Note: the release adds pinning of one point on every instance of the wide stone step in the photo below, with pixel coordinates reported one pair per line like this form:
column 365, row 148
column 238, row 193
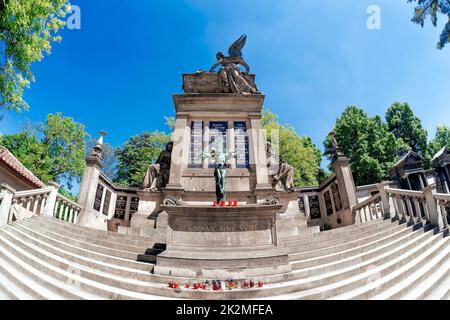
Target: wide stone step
column 69, row 247
column 371, row 255
column 36, row 281
column 340, row 241
column 343, row 280
column 399, row 281
column 440, row 289
column 360, row 242
column 14, row 288
column 53, row 223
column 416, row 280
column 95, row 231
column 365, row 250
column 97, row 277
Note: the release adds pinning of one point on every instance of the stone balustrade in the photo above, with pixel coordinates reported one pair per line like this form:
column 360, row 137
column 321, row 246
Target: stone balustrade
column 369, row 210
column 409, row 205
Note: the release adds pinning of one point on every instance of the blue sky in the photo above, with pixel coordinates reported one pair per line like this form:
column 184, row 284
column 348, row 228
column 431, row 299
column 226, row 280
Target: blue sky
column 311, row 58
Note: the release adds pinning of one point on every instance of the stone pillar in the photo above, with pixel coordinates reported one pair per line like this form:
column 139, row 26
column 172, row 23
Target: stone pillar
column 258, row 155
column 7, row 194
column 180, row 153
column 433, row 211
column 231, row 146
column 88, row 188
column 49, row 207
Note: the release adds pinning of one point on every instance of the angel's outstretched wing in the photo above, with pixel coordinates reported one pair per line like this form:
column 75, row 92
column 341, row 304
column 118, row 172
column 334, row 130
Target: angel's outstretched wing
column 236, row 47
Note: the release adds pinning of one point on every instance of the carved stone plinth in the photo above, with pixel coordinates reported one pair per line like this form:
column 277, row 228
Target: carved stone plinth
column 204, row 82
column 223, row 242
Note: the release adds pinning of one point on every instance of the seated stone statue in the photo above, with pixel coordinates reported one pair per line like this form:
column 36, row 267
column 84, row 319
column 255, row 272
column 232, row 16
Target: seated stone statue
column 157, row 175
column 284, row 173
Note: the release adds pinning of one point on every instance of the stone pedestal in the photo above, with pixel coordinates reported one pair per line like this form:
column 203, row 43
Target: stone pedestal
column 222, row 242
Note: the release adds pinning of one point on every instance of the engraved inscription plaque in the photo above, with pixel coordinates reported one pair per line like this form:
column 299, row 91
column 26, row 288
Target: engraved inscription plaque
column 107, row 203
column 121, row 204
column 314, row 207
column 328, row 203
column 241, row 144
column 195, row 157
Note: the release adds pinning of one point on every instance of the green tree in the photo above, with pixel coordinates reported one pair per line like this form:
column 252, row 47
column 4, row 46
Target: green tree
column 64, row 140
column 136, row 154
column 366, row 141
column 27, row 30
column 440, row 140
column 298, row 151
column 403, row 123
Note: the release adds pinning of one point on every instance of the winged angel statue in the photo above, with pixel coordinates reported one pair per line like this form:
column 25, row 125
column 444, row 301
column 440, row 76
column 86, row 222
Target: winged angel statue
column 233, row 79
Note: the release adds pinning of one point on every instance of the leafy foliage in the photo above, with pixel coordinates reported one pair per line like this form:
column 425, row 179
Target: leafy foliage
column 367, row 142
column 298, row 151
column 27, row 30
column 31, row 152
column 425, row 8
column 109, row 158
column 440, row 140
column 136, row 154
column 403, row 124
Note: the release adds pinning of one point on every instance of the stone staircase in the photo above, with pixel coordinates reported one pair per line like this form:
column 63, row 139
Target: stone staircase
column 46, row 258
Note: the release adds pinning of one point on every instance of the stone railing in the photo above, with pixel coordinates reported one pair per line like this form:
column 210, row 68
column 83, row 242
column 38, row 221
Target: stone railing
column 25, row 204
column 18, row 205
column 369, row 210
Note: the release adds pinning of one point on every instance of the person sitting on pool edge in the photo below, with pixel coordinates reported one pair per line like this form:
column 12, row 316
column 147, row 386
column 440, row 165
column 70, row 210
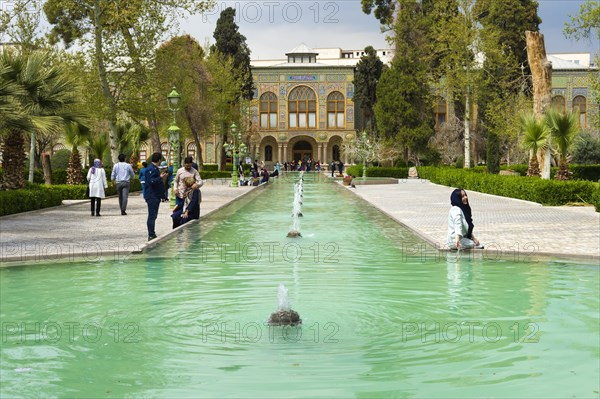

EXERCISE DETAILS -
Set down exactly the lines between the one with "column 210, row 68" and the last line of the material above, both included, but none of the pictures.

ANSWER AREA -
column 210, row 68
column 83, row 242
column 38, row 221
Target: stone railing
column 25, row 204
column 18, row 205
column 369, row 210
Note: the release adds pinning of one point on every instance of the person sitting on pool edge in the photo below, with pixel coordinates reported one pair per line like this form:
column 12, row 316
column 147, row 386
column 440, row 165
column 70, row 210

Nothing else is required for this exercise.